**TASKS FOR THIS EXERCISE**:
a: Check each statement against the article on the Senate encryption bill below, and answer yes or no for each, quoting the words from the article that decide it. (i) The bill has already been made public. (ii) Yahoo was threatened with daily fines under the Bush administration. (iii) Apple agreed to write a program to break its own encryption.
b: Write the next part of the article on the Senate encryption bill below, picking up after its final sentence.

**TEXT PROVIDED**:
^^^^^^^^
Tech companies who refuse to help the law enforcement get passed their encryption could face civil penalties if a bill currently being drafted in the Senate becomes law.
The bill is being drafted by the chairman of the Senate Intelligence Committee Senator Richard Burr (R-NC) and Senator Dianne Feinstein (D-CA).
The legislation has not yet been made public, but a source close to the talks says that companies who refuse to comply with the government will likely see daily fines.
Under the Bush administration, tech company Yahoo was threatened with daily fines of $250, 000 per-day if they did not comply with the domestic PRISM spying program which was uncovered by Edward Snowden.
This strong-arm legislation was drafted in the aftermath of the Apple Inc. controversy.
The FBI was insisting the Apple help them break into an iPhone used by one of the San Bernadino terrorists, but Apple refused to write a program to break its own encryption.
Feinstein, one of the authors of the new legislation sided with the FBI and against privacy in that case.
^^^^^^^^
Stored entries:
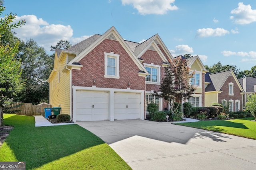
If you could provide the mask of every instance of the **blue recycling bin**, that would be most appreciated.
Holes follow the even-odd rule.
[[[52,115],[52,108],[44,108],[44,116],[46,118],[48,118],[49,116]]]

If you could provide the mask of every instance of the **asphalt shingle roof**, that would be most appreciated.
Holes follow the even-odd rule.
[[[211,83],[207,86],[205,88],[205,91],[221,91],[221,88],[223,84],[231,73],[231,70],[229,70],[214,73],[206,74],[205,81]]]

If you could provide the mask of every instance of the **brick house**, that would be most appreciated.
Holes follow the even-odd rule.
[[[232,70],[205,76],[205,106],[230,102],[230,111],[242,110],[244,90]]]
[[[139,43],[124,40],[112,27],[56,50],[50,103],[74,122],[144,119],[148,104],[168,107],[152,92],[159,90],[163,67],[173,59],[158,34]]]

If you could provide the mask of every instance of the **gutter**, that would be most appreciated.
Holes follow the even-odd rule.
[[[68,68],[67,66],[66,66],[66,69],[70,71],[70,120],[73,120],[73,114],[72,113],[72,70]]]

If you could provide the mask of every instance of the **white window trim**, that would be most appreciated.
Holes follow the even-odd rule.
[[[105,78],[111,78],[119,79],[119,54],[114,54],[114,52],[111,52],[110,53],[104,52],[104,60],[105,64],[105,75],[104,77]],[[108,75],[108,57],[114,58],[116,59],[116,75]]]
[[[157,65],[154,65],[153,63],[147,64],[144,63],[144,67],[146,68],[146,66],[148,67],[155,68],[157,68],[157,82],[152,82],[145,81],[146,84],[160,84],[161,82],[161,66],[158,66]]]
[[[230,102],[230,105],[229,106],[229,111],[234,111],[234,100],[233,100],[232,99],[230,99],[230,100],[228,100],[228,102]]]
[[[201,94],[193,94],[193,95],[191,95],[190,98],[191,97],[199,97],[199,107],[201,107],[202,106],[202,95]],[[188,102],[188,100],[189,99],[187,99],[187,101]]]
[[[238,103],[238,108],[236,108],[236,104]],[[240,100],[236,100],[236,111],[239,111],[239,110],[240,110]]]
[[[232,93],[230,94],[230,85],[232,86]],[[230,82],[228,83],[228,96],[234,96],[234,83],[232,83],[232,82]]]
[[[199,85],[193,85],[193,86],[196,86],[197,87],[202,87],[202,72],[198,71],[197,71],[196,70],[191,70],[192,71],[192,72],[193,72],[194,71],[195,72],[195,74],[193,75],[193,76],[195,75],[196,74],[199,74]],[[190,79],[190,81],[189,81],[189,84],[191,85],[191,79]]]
^^^^^^^^
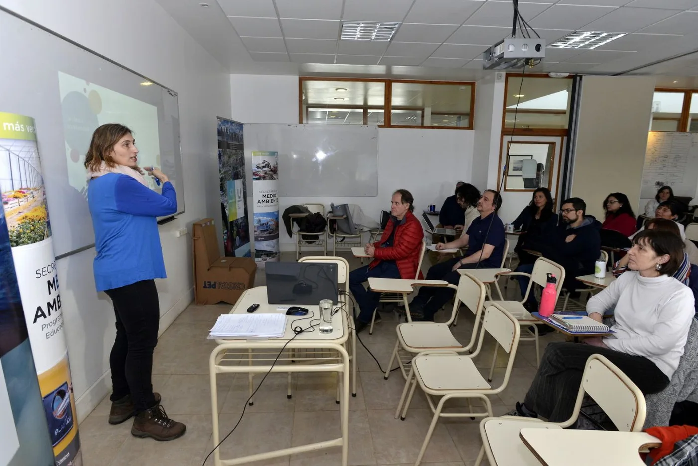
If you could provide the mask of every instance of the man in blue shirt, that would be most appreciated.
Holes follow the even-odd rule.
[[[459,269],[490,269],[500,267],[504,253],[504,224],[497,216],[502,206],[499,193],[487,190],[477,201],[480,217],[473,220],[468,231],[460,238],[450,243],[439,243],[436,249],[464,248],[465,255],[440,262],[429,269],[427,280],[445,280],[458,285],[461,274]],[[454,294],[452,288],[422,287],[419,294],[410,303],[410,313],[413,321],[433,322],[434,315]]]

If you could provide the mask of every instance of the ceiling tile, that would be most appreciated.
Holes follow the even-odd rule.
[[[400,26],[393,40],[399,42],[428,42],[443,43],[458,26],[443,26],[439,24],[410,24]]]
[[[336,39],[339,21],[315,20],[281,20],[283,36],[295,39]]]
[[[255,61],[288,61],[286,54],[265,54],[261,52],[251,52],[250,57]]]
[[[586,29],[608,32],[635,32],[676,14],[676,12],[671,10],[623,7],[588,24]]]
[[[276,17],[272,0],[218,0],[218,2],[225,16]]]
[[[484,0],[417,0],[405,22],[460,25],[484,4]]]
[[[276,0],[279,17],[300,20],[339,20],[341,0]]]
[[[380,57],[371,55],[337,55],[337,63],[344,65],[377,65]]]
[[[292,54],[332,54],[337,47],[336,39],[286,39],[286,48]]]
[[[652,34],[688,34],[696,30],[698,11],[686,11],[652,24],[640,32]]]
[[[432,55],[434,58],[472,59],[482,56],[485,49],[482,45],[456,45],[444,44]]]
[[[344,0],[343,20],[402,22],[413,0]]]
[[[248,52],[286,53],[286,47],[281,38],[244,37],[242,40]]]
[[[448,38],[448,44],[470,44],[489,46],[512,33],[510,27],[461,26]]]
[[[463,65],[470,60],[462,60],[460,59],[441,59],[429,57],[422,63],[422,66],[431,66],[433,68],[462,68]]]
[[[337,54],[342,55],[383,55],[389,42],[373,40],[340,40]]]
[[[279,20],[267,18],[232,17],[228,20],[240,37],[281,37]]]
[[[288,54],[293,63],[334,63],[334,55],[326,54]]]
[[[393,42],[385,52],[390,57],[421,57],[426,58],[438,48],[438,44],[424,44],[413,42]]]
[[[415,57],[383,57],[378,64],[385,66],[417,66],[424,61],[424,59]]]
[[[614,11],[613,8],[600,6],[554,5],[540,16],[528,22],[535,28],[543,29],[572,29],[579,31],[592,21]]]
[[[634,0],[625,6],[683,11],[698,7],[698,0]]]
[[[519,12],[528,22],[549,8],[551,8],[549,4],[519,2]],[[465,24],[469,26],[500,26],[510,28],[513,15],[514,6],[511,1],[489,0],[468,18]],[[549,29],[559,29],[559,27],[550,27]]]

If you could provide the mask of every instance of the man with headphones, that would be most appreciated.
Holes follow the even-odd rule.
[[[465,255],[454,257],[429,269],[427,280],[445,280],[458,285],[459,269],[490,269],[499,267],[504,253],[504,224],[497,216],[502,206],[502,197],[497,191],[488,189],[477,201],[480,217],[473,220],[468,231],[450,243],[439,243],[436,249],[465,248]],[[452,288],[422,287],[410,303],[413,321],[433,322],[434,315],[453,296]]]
^^^^^^^^
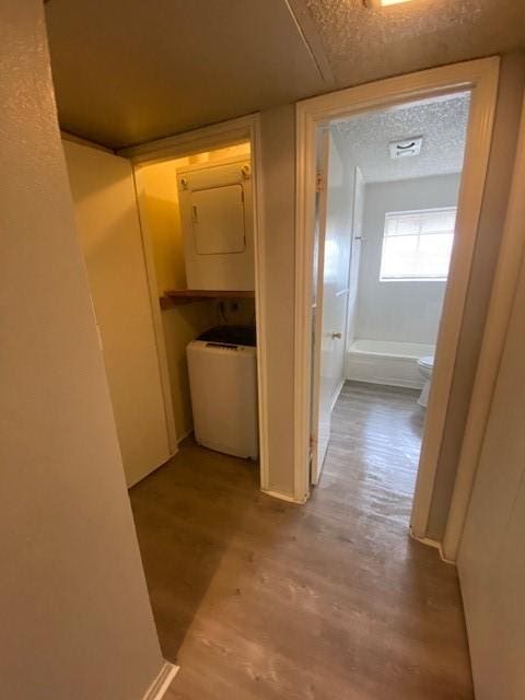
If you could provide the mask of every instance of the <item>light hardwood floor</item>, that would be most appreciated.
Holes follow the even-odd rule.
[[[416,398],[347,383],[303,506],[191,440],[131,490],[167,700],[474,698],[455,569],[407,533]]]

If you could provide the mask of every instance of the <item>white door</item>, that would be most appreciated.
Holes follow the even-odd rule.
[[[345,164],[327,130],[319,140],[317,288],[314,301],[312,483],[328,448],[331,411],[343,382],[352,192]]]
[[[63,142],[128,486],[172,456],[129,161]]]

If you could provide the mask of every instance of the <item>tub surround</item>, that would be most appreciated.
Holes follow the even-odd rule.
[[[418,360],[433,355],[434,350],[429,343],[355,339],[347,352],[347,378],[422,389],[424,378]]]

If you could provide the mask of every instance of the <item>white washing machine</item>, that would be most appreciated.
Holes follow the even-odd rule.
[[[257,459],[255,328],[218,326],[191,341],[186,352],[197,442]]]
^^^^^^^^
**THE RESULTS**:
a:
(i) No: "The legislation has not yet been made public"
(ii) Yes: "Under the Bush administration, tech company Yahoo was threatened with daily fines of $250, 000 per-day"
(iii) No: "Apple refused to write a program to break its own encryption."

b:
“There is a phone encrypted that could yield additional information,” said Feinstein in February. “And I believe that as a government we have every responsibility and duty to see that Apple provides that information.”
Apple CEO explained how this tool could easily be used by governments to violate privacy rights.
“The FBI wants us to make a new version of the iPhone operating system, circumventing several important security features, and install it on an iPhone recovered during the investigation,” wrote Apple CEO Tim Cook in a letter to customers. “In the wrong hands, this software — which does not exist today — would have the potential to unlock any iPhone in someone’s physical possession.”
Dianne Feinstein has often valued “national security” over privacy rights. She sided with the PRISM program under the Bush administration and in 2013 lobbied to make domestic spying legal and permanent.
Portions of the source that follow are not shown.